Grands projets numériques de l’Etat : un exercice d’équilibriste

La cour des comptes, dans l’un de ses derniers rapports, dresse un bilan sévère de la conduite des grands projets numériques de l’Etat. A croire que les bonnes pratiques connues depuis longtemps et les retours d’expériences des échecs de grands projets ne servent à rien.

Dans son dernier rapport sur les grands projets numériques de l’Etat (*), la Cour des comptes reconnait que c’est « un exercice difficile, qui n’est pas l’apanage du secteur public. Si l’État a connu des réussites notables, comme récemment celui du prélèvement à la source, il a néanmoins subi des échecs, à l’instar de grandes entreprises du secteur privé, françaises ou étrangères. » Bien évidemment, des leçons ont été tirées des difficultés passées.

La Cour des comptes, qui a audité une cinquantaine de grands projets numériques (de plus de neuf millions d’euros), déplore « le peu de progrès et des bonnes pratiques encore trop souvent méconnues. » Ainsi, les écarts entre les coûts et délais de réalisation constatés et les prévisions faites au début des projets se sont fortement dégradés depuis 2015 : les dérives ont plus que doublé et dépassent sensiblement le seuil de 30 %.
──────────
• [CONSIGNE DONNÉE A]:
Peux-tu convertir toutes les lignes des enregistrements en une liste JSON de chaînes, une chaîne par ligne, sans les lignes vides ? Les images ne doivent pas figurer dans la réponse.

• [LISTE DES ENREGISTREMENTS]:
──────────
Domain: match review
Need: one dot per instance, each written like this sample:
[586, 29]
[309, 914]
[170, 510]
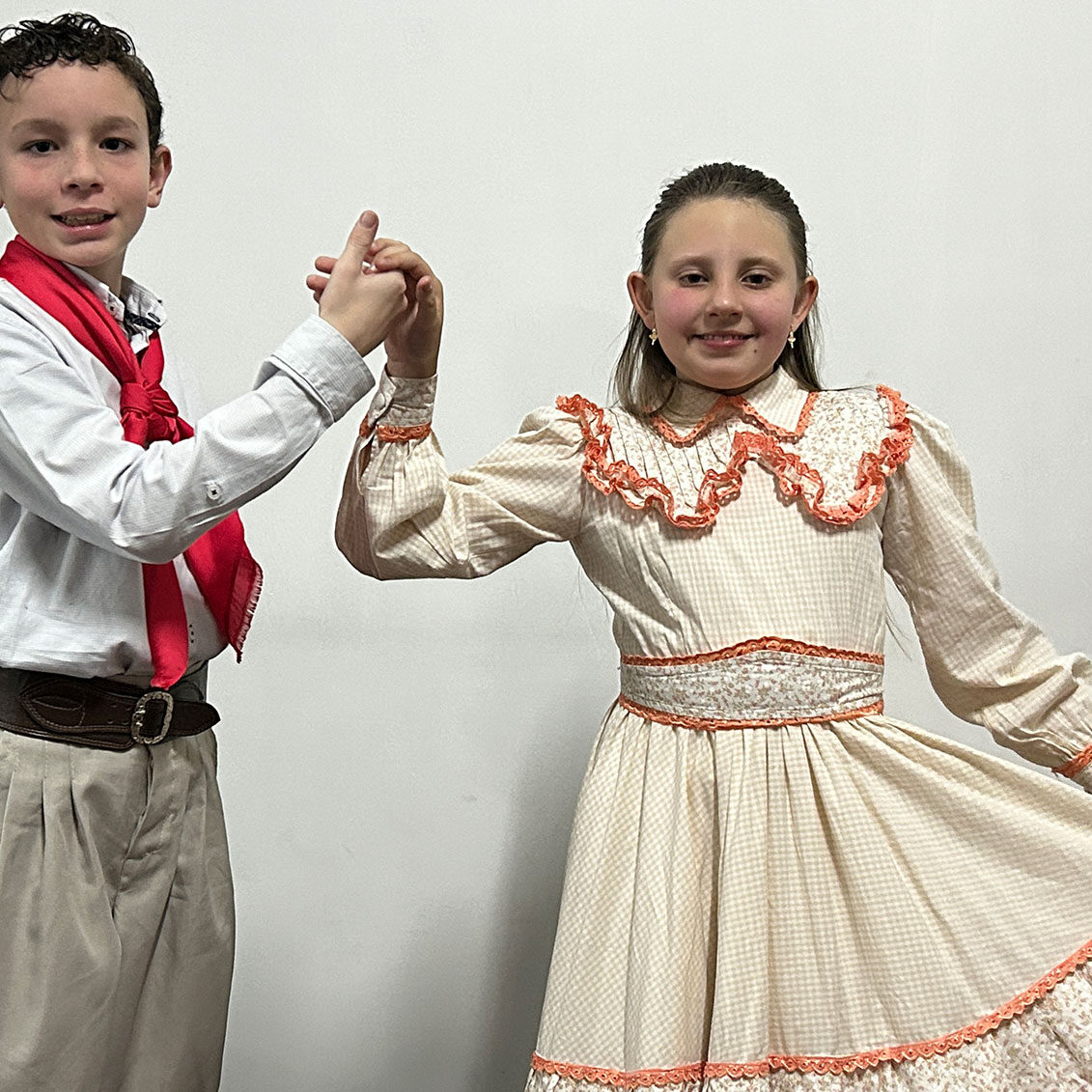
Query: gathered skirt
[844, 903]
──────────
• [CONSIGNE DONNÉE B]:
Peux-tu répéter mot pour mot l’intégralité du texte sur les grands projets numériques de l’État ?

• [RÉSULTAT FINAL A]:
[
  "Domain: match review",
  "Need: one dot per instance, each written like this sample:",
  "[586, 29]",
  "[309, 914]",
  "[170, 510]",
  "Query: gathered skirt",
  "[844, 903]"
]

• [RÉSULTAT FINAL B]:
Grands projets numériques de l’Etat : un exercice d’équilibriste

La cour des comptes, dans l’un de ses derniers rapports, dresse un bilan sévère de la conduite des grands projets numériques de l’Etat. A croire que les bonnes pratiques connues depuis longtemps et les retours d’expériences des échecs de grands projets ne servent à rien.

Dans son dernier rapport sur les grands projets numériques de l’Etat (*), la Cour des comptes reconnait que c’est « un exercice difficile, qui n’est pas l’apanage du secteur public. Si l’État a connu des réussites notables, comme récemment celui du prélèvement à la source, il a néanmoins subi des échecs, à l’instar de grandes entreprises du secteur privé, françaises ou étrangères. » Bien évidemment, des leçons ont été tirées des difficultés passées.

La Cour des comptes, qui a audité une cinquantaine de grands projets numériques (de plus de neuf millions d’euros), déplore « le peu de progrès et des bonnes pratiques encore trop souvent méconnues. » Ainsi, les écarts entre les coûts et délais de réalisation constatés et les prévisions faites au début des projets se sont fortement dégradés depuis 2015 : les dérives ont plus que doublé et dépassent sensiblement le seuil de 30 %.